▶ **Prompt 1**
Reproduce the discussion of the ring buffer code below word for word.

▶ **Passage to read**
What are getFront, popFront supposed to do when the ring is empty? The current behavior doesn't seem correct. Likewise PushFront when the ring is full.

Question 3

No functions are bounds checked (for performance reasons), the user may call isFull() or isEmpty() before pushing or popping elements, respectively.

Question 4

@Snowbody: This is the behavior of the standard containers. You are supposed to either know or explicitly check yourself before use otherwise these methods degenerate into undefined behavior.

Question 5

Here are some observations that may help you improve your program.

Add type to `getReqdBitCount`

The C++ standard does not allow definition of functions without type, so this program is technically malformed. I suspect that getReqdBitCount should return unsigned.

Use `std::size_t`

Since this is C++11, you should use the standard std::size_t and #include <cstdlib> rather than using the plain C version which may or may not be defined in <cstdint>.

Use appropriate `#include`s

In addition to <cstdlib> mentioned above, the code is using std::aligned_storage but does not #include <type_traits> where that is defined and is using std::forward but does not #include <utility>.

▶ **Prompt 2**
Turn every line of the records below into a JSON list of strings, one string per line, leaving out blank lines and the pictures.

▶ **Collected data entries**
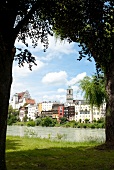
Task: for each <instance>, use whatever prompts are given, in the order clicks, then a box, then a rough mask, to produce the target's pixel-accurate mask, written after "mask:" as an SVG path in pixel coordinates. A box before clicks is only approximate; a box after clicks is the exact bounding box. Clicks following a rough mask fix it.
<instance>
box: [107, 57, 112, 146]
mask: <svg viewBox="0 0 114 170" xmlns="http://www.w3.org/2000/svg"><path fill="white" fill-rule="evenodd" d="M105 76H106V91H107V95H108V100H107V106H106V128H105V131H106V144H107V145H108V146H109V147H114V60H112V61H111V62H110V63H109V64H108V67H107V68H106V72H105Z"/></svg>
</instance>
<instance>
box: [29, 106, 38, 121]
mask: <svg viewBox="0 0 114 170" xmlns="http://www.w3.org/2000/svg"><path fill="white" fill-rule="evenodd" d="M26 107H27V108H28V114H27V117H28V119H32V120H35V119H36V117H37V114H38V108H37V105H36V104H34V105H33V104H28V105H27V106H26Z"/></svg>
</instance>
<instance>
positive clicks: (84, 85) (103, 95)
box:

▶ **Final answer 1**
What are getFront, popFront supposed to do when the ring is empty? The current behavior doesn't seem correct. Likewise PushFront when the ring is full.

Question 3

No functions are bounds checked (for performance reasons), the user may call isFull() or isEmpty() before pushing or popping elements, respectively.

Question 4

@Snowbody: This is the behavior of the standard containers. You are supposed to either know or explicitly check yourself before use otherwise these methods degenerate into undefined behavior.

Question 5

Here are some observations that may help you improve your program.

Add type to `getReqdBitCount`

The C++ standard does not allow definition of functions without type, so this program is technically malformed. I suspect that getReqdBitCount should return unsigned.

Use `std::size_t`

Since this is C++11, you should use the standard std::size_t and #include <cstdlib> rather than using the plain C version which may or may not be defined in <cstdint>.

Use appropriate `#include`s

In addition to <cstdlib> mentioned above, the code is using std::aligned_storage but does not #include <type_traits> where that is defined and is using std::forward but does not #include <utility>.

▶ **Final answer 2**
[
  "Task: for each <instance>, use whatever prompts are given, in the order clicks, then a box, then a rough mask, to produce the target's pixel-accurate mask, written after \"mask:\" as an SVG path in pixel coordinates. A box before clicks is only approximate; a box after clicks is the exact bounding box. Clicks following a rough mask fix it.",
  "<instance>",
  "box: [107, 57, 112, 146]",
  "mask: <svg viewBox=\"0 0 114 170\" xmlns=\"http://www.w3.org/2000/svg\"><path fill=\"white\" fill-rule=\"evenodd\" d=\"M105 76H106V91H107V95H108V100H107V106H106V128H105V131H106V144H107V145H108V146H109V147H114V60H112V61H111V62H110V63H109V64H108V67H107V68H106V72H105Z\"/></svg>",
  "</instance>",
  "<instance>",
  "box: [29, 106, 38, 121]",
  "mask: <svg viewBox=\"0 0 114 170\" xmlns=\"http://www.w3.org/2000/svg\"><path fill=\"white\" fill-rule=\"evenodd\" d=\"M26 107H27V108H28V114H27V117H28V119H32V120H35V119H36V117H37V114H38V108H37V105H36V104H34V105H33V104H28V105H27V106H26Z\"/></svg>",
  "</instance>",
  "<instance>",
  "positive clicks: (84, 85) (103, 95)",
  "box:"
]